━━━━━ Page excerpt ━━━━━

[Agda] Theoretical limits of termination checking (reference request)

Frédéric Blanqui frederic.blanqui at inria.fr
Thu Sep 4 16:06:44 CEST 2014


Le 29/07/2014 23:26, Kirill Elagin a écrit :
> Hello,
>
> I was going through the great articles by Andreas Abel and I suddenly 
> started asking myself very basic questions about theoretical limits of 
> termination checking. The halting problem is often cited as an 
> explanation for impossibility of sound&complete termination checker. 
> The termination checking problem is not exactly the halting problem, 
> but indeed it is quite easy to derive impossibility of general 
> termination checking from impossibility of solving the halting problem.
>
> But then, another question arises. When we encode proofs, say, in 
> Agda, we often have a terminating program in mind, but we have to 
> write it down in some specific way, so that the termination checker 
> "sees" that the program is fine. So, is it possible to develop a 
> "programming style" such that there is a sound&complete termination 
> checker for programs "written in this style",
Hi.

You may be interested in the works of Bellantoni, Marion, Avanzini & 
Moser, ... See for instance
- http://dx.doi.org/10.2168/LMCS-9(4:9)2013
- http://dx.doi.org/10.4230/LIPIcs.RTA.2011.123
to cite just very few papers on this topic.

Frédéric.

> _and_ any program can be "written in this style" (the "translation" 
> function is obviously not computable)? Formally: is there a subset of 
> programs, such that there is an algorithm correctly checking 
> termination of programs from this subset _and_ for any program there 
> is an equivalent in this subset (by "equivalent" I mean "extensionally 
> equal")?
> I used to think that it is impossible, but I recently realized that my 
> "proof" was wrong. Turns out that when we are working with the whole 
> universe of programs, undecidability of termination checking follows 
> from undecidability of the halting problem. But if we restrict 
> ourselves to a subset, it is no longer necessarily true, and 
> sound&complete termination checking (for programs from this subset) 
> _is_ possible for some subsets.

━━━━━ Data for this exercise ━━━━━

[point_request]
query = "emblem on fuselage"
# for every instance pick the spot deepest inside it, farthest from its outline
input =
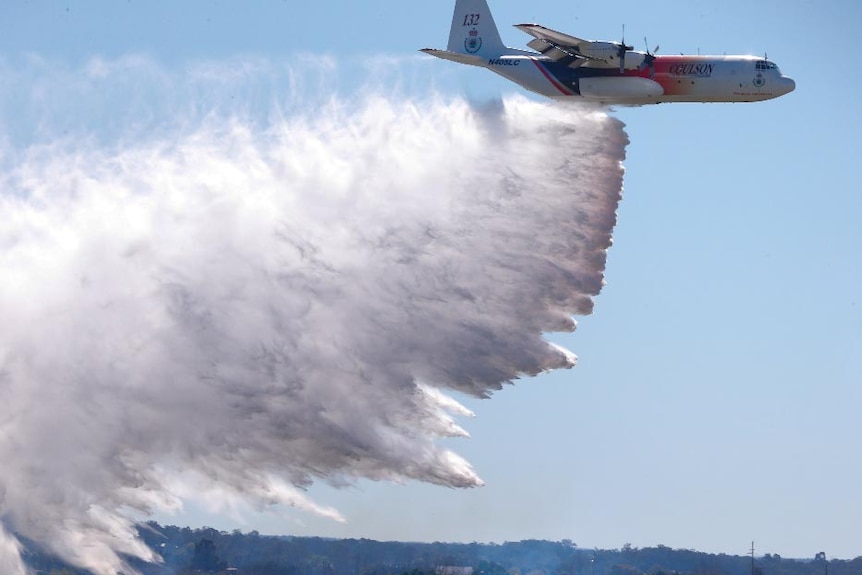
(473, 43)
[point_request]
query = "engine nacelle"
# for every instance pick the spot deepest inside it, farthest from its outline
(600, 50)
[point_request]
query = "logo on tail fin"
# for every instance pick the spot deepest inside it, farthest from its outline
(473, 43)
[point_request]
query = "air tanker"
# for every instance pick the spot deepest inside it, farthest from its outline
(562, 66)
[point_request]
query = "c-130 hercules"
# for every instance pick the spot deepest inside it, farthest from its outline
(563, 66)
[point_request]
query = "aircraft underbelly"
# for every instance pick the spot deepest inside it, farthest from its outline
(610, 89)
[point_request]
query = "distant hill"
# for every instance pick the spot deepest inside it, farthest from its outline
(193, 551)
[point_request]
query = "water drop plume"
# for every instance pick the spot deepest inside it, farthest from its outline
(251, 308)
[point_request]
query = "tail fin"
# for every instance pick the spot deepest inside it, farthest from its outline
(473, 30)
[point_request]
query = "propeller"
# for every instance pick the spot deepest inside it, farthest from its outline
(621, 51)
(649, 59)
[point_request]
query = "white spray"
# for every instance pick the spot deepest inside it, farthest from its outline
(257, 308)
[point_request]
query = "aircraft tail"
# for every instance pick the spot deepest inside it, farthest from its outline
(474, 32)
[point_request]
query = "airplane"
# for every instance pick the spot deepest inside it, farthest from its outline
(563, 66)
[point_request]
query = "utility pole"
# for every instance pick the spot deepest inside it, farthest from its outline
(752, 558)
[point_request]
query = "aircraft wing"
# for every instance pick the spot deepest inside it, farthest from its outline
(559, 46)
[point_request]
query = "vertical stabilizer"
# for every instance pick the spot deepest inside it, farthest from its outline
(474, 31)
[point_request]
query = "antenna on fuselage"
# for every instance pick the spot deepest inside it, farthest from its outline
(649, 59)
(621, 51)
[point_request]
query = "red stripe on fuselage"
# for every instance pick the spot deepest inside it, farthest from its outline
(550, 78)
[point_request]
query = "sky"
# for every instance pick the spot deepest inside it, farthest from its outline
(717, 395)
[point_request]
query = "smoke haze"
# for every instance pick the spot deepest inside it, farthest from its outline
(252, 306)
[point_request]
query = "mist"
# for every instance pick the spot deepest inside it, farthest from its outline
(199, 298)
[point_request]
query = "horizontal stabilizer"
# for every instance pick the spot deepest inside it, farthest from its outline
(456, 57)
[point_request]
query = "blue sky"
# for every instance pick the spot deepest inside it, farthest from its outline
(718, 394)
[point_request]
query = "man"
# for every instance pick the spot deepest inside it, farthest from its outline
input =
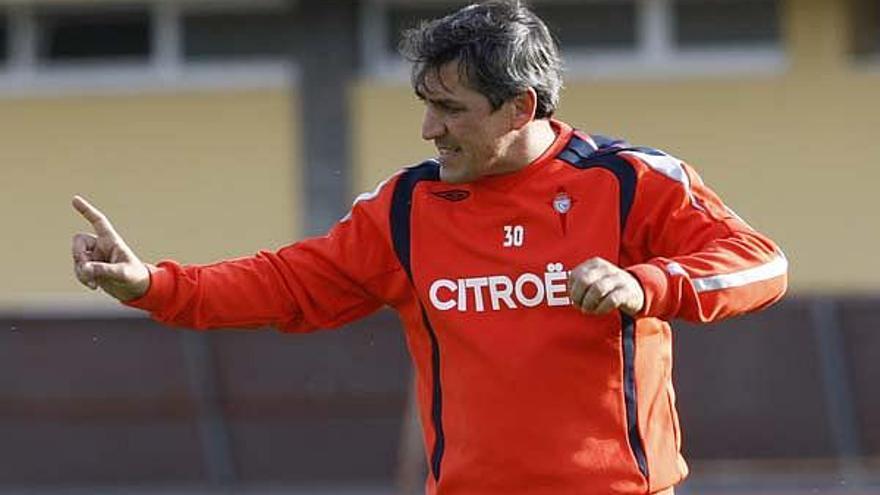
(534, 267)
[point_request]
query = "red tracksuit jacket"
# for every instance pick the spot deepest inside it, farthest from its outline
(519, 392)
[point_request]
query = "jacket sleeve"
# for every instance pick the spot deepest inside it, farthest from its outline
(316, 283)
(694, 257)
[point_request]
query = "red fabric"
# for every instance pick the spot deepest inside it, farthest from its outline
(532, 390)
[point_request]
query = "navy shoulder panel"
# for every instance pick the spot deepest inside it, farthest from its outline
(401, 207)
(580, 154)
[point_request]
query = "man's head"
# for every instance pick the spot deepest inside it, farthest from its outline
(485, 72)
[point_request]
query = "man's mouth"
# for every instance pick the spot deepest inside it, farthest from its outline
(445, 152)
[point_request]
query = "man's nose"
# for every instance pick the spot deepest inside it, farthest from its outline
(432, 126)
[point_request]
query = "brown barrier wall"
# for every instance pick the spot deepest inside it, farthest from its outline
(124, 400)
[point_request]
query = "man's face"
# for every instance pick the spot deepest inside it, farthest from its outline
(470, 137)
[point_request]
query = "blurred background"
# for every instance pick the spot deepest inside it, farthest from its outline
(212, 129)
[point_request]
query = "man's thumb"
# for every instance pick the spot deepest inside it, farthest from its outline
(97, 270)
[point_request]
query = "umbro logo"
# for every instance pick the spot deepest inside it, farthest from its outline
(452, 194)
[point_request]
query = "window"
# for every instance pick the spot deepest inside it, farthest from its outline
(146, 44)
(631, 38)
(237, 35)
(725, 23)
(592, 27)
(865, 18)
(4, 38)
(401, 17)
(106, 34)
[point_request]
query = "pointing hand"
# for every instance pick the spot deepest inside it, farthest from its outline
(104, 260)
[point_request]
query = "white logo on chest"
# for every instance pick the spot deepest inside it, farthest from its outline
(528, 290)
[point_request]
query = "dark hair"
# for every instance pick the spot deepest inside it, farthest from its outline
(501, 46)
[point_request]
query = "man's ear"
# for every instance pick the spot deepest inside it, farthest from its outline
(524, 107)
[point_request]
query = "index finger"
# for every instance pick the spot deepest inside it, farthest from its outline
(98, 220)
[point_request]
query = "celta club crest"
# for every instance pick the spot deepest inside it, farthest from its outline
(562, 204)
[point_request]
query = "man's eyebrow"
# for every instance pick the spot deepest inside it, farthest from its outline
(446, 102)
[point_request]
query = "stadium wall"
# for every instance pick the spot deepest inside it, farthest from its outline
(793, 151)
(194, 175)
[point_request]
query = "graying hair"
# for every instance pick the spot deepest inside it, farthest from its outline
(501, 46)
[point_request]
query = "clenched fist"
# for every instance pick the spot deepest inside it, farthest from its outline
(104, 260)
(598, 286)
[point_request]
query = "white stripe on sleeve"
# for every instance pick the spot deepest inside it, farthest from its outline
(775, 268)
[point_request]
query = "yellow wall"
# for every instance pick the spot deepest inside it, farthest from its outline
(797, 154)
(193, 176)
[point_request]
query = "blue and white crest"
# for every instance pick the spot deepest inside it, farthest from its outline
(562, 203)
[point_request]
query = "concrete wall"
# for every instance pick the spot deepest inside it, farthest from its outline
(194, 176)
(795, 153)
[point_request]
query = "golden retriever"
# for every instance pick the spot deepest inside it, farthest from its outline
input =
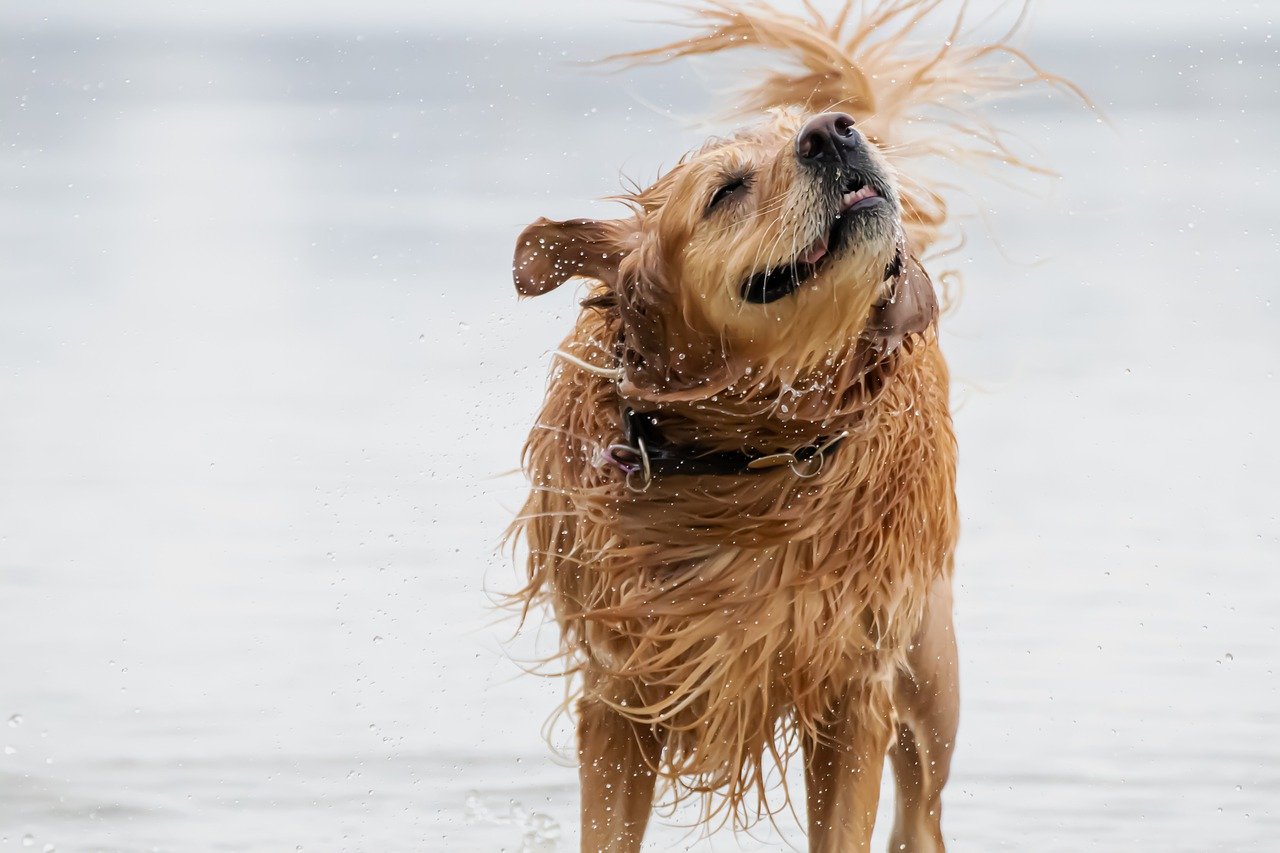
(743, 509)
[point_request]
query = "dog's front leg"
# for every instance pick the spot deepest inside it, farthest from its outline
(842, 772)
(616, 770)
(928, 707)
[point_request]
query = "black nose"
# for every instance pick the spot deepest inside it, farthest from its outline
(827, 138)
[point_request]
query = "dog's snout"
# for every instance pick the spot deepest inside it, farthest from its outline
(830, 137)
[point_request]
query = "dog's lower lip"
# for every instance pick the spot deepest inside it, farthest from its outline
(856, 199)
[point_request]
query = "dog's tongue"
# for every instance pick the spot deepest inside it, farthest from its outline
(816, 251)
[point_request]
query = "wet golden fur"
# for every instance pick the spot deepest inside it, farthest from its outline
(727, 620)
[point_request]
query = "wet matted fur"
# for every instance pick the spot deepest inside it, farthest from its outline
(713, 625)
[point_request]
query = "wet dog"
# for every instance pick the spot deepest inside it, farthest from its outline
(743, 509)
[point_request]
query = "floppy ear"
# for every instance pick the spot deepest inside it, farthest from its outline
(551, 252)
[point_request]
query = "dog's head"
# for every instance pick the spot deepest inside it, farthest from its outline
(758, 256)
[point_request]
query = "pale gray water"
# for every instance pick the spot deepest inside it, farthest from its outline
(261, 364)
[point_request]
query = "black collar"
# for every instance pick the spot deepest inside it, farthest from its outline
(645, 455)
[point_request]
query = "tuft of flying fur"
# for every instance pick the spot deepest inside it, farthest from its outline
(914, 99)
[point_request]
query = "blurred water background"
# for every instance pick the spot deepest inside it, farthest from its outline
(263, 370)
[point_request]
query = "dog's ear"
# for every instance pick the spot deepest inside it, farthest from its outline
(551, 252)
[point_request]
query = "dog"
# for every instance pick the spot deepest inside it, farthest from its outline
(743, 505)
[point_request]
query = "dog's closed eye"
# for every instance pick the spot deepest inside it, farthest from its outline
(730, 187)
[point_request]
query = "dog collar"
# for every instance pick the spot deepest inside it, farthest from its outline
(645, 455)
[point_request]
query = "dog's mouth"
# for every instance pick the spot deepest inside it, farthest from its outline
(856, 197)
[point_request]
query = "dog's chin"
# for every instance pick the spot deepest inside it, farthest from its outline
(864, 219)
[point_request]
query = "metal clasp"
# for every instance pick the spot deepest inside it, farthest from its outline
(632, 461)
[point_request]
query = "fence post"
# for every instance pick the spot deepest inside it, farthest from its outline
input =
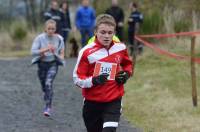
(193, 72)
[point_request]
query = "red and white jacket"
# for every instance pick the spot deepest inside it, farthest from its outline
(95, 59)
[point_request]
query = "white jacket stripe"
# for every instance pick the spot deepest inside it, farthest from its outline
(110, 124)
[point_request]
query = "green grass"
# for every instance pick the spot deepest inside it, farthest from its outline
(158, 96)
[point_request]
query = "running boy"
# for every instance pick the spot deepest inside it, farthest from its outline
(101, 70)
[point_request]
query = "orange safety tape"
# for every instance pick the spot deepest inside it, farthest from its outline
(164, 52)
(170, 35)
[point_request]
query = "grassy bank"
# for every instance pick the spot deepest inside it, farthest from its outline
(158, 96)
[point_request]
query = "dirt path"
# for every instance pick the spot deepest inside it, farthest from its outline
(21, 100)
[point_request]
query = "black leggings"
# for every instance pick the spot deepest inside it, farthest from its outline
(101, 117)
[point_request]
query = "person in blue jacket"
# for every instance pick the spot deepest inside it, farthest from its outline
(85, 21)
(134, 21)
(48, 53)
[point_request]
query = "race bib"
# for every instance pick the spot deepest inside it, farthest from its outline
(105, 67)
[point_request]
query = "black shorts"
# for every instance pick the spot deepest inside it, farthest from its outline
(102, 117)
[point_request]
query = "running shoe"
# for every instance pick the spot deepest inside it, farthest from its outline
(47, 112)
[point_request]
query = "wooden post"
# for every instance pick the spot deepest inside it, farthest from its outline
(193, 72)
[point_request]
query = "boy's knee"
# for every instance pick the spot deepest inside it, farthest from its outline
(109, 129)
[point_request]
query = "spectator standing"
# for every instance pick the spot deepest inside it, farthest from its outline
(102, 69)
(134, 21)
(85, 20)
(48, 52)
(54, 14)
(65, 22)
(118, 15)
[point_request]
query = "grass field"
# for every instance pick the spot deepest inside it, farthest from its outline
(158, 97)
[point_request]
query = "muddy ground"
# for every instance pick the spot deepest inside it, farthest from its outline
(21, 101)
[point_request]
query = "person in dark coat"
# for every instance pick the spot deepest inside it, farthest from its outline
(54, 14)
(134, 22)
(65, 22)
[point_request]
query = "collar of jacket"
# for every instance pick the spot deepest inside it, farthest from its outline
(102, 46)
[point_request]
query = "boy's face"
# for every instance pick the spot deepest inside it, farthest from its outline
(104, 34)
(50, 29)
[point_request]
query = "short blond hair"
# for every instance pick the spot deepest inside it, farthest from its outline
(105, 19)
(50, 21)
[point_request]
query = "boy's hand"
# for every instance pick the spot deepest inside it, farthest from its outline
(51, 48)
(121, 77)
(101, 79)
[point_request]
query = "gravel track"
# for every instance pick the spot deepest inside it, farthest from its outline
(21, 102)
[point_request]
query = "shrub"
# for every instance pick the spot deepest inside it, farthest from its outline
(152, 23)
(18, 31)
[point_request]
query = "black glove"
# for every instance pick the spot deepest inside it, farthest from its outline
(101, 79)
(121, 77)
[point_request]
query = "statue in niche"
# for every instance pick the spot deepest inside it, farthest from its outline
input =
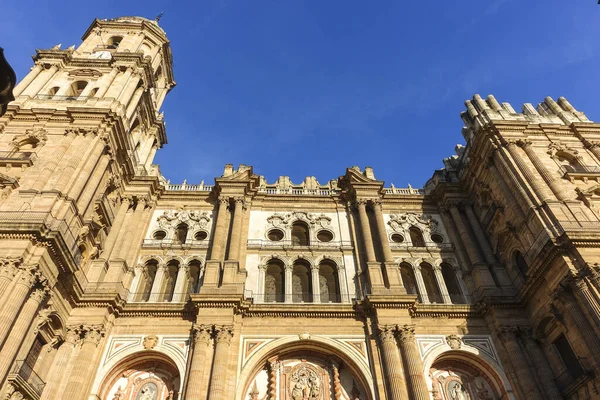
(306, 384)
(148, 392)
(456, 391)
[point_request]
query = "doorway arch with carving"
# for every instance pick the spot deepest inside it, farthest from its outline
(314, 369)
(146, 375)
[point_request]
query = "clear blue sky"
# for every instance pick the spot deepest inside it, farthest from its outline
(308, 87)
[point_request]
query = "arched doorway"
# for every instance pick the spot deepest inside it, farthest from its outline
(458, 375)
(305, 371)
(142, 376)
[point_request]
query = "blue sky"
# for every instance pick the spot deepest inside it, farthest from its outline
(307, 87)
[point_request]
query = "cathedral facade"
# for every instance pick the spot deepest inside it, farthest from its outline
(117, 285)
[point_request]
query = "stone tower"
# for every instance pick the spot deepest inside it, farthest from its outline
(117, 285)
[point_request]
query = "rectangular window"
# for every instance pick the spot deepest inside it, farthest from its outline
(569, 358)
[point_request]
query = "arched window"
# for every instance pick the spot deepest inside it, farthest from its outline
(416, 237)
(147, 280)
(114, 42)
(76, 89)
(301, 282)
(275, 282)
(452, 284)
(329, 283)
(300, 236)
(52, 91)
(180, 234)
(170, 279)
(408, 278)
(195, 278)
(521, 264)
(433, 291)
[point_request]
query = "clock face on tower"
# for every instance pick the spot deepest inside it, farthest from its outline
(101, 55)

━━━━━

Your tasks »
**a.** In the mailing-list post, condense the quoted paragraph beginning "I was going through the great articles" into a short bulleted list of its main points.
**b.** Report every line of the records that contains the string "stabilizer". Case counts.

Answers to the exercise »
**a.**
- Reading articles by Andreas Abel led the writer to ask basic questions about the theoretical limits of termination checking.
- The halting problem is often cited to explain why a sound and complete termination checker is impossible.
- Termination checking is not exactly the halting problem, but the impossibility of general termination checking is easy to derive from the impossibility of solving the halting problem.

**b.**
query = "vertical stabilizer"
query = "horizontal stabilizer"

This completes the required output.